A proposta deste trabalho não é priorizar os conflitos, as contradições
e dualidades que permeiam o universo masculino/feminino. A intenção é
compreender o trabalho da renda e da pesca numa perspectiva de
complementaridade, de companheirismo e de sobrevivência dos habitantes da
comunidade da Prainha.
Dessa forma, esta pesquisa se abre para o estudo de como, ao longo
dos anos, as rendeiras da Prainha foram tecendo suas histórias com os fios da
renda, conquistando novos espaços e criando formas particulares de resistência e
organização. Estas rendeiras, e tantas outras mulheres saem do anonimato social
ao povoarem as páginas das investigações históricas, mostrando como foram e são
capazes de serem além de mães e donas-de-casa, trabalhadoras.
5
RAGO, Margareth. As Mulheres na Historiografia Brasileira. In: SÍLVIA, Zélia Lopes da (org).
Cultura e História em debates. São Paulo, 1995.p. 81.
Desde o contato inicial com a documentação: relatos orais; estatuto
de fundação da Associação das Rendeiras da Prainha; Regimento Interno do
Centro; atas de reuniões e das assembléias ordinárias e extraordinárias; relatórios
das atividades diárias do Centro; PLAMEG II Plano de Metas do Governo Virgílio
Távora; dados do IBGE (Instituto Brasileiro de Geografia e Estatística) sobre
população, economia e sobre o surgimento da cidade de Aquiraz; jornais Diário do
Nordeste (cadernos Regional, Cidade e Turismo) e O Povo (caderno Turismo);
articulada sempre às leituras teóricas, surgiram questionamentos tais como: quem
são essas mulheres, quais as trajetórias seguidas por elas até se tornarem
trabalhadoras, como conquistaram o direito ao trabalho fora de casa e quais as
conseqüências advindas dessa nova realidade, quando o trabalho, outrora
produzido e comercializado quase sempre no espaço do lar, tornou-se público?

→ **Informações extraídas**
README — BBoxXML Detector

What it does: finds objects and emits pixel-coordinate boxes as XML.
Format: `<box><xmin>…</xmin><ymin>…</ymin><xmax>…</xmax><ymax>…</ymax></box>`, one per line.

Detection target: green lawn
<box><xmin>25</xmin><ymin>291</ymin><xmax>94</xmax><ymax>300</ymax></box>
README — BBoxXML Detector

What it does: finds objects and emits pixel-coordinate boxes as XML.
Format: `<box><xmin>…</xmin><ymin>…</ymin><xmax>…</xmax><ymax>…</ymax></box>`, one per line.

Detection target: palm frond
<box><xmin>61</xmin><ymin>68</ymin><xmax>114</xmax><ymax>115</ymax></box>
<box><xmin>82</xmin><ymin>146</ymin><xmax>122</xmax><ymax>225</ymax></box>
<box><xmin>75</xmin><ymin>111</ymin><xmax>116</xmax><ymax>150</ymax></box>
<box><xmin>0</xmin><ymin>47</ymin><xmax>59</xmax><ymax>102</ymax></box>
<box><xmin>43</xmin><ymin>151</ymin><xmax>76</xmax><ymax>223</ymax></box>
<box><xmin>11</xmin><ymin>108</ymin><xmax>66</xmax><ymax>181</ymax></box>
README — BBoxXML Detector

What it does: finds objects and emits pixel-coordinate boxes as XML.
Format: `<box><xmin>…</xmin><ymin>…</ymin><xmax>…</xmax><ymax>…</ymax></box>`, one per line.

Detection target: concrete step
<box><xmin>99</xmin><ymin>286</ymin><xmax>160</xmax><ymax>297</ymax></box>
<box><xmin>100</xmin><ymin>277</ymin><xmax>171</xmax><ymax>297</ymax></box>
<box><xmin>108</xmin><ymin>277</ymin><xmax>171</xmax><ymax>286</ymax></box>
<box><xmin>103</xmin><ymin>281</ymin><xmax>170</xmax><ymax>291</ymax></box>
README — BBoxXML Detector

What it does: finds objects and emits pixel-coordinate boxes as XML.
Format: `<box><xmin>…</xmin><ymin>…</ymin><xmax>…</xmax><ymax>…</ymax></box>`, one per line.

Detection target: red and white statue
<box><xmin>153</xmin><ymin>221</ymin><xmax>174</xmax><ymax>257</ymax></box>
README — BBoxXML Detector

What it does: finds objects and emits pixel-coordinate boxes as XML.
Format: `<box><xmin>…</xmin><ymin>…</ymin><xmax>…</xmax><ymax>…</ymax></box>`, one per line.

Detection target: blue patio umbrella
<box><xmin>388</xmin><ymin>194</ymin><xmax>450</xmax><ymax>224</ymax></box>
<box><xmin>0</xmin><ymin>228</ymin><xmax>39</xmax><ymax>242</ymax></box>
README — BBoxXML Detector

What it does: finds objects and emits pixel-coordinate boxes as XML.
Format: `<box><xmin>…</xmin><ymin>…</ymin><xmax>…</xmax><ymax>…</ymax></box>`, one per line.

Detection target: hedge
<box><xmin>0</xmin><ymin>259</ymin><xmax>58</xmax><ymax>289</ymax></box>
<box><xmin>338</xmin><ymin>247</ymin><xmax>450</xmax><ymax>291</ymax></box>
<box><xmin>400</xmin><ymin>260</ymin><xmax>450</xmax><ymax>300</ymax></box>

→ **Enunciado A**
Enumere todos os questionamentos que, segundo o texto sobre as rendeiras da Prainha, surgiram do contato com a documentação.
→ **Enunciado B**
Diga se cada afirmação concorda com o texto sobre as rendeiras da Prainha, respondendo sim ou não e citando as palavras decisivas do texto: (i) O trabalho pretende priorizar os conflitos entre o universo masculino e o feminino. (ii) A documentação inclui dados do IBGE sobre o surgimento da cidade de Aquiraz. (iii) O jornal O Povo foi consultado no caderno Regional.
→ **Enunciado C**
Reproduza do texto sobre as rendeiras da Prainha tudo o que vai de "A proposta deste" até "Paulo, 1995.p. 81.".
A listagem é um material à parte, independente do texto.

→ **Resposta escrita A**
- Quem são essas mulheres.
- Quais as trajetórias seguidas por elas até se tornarem trabalhadoras.
- Como conquistaram o direito ao trabalho fora de casa.
- Quais as conseqüências advindas dessa nova realidade, quando o trabalho, outrora produzido e comercializado quase sempre no espaço do lar, tornou-se público.

→ **Resposta escrita B**
(i) Não: "A proposta deste trabalho não é priorizar os conflitos, as contradições e dualidades que permeiam o universo masculino/feminino."
(ii) Sim: "dados do IBGE (Instituto Brasileiro de Geografia e Estatística) sobre população, economia e sobre o surgimento da cidade de Aquiraz"
(iii) Não: "O Povo (caderno Turismo)"

→ **Resposta escrita C**
A proposta deste trabalho não é priorizar os conflitos, as contradições
e dualidades que permeiam o universo masculino/feminino. A intenção é
compreender o trabalho da renda e da pesca numa perspectiva de
complementaridade, de companheirismo e de sobrevivência dos habitantes da
comunidade da Prainha.
Dessa forma, esta pesquisa se abre para o estudo de como, ao longo
dos anos, as rendeiras da Prainha foram tecendo suas histórias com os fios da
renda, conquistando novos espaços e criando formas particulares de resistência e
organização. Estas rendeiras, e tantas outras mulheres saem do anonimato social
ao povoarem as páginas das investigações históricas, mostrando como foram e são
capazes de serem além de mães e donas-de-casa, trabalhadoras.
5
RAGO, Margareth. As Mulheres na Historiografia Brasileira. In: SÍLVIA, Zélia Lopes da (org).
Cultura e História em debates. São Paulo, 1995.p. 81.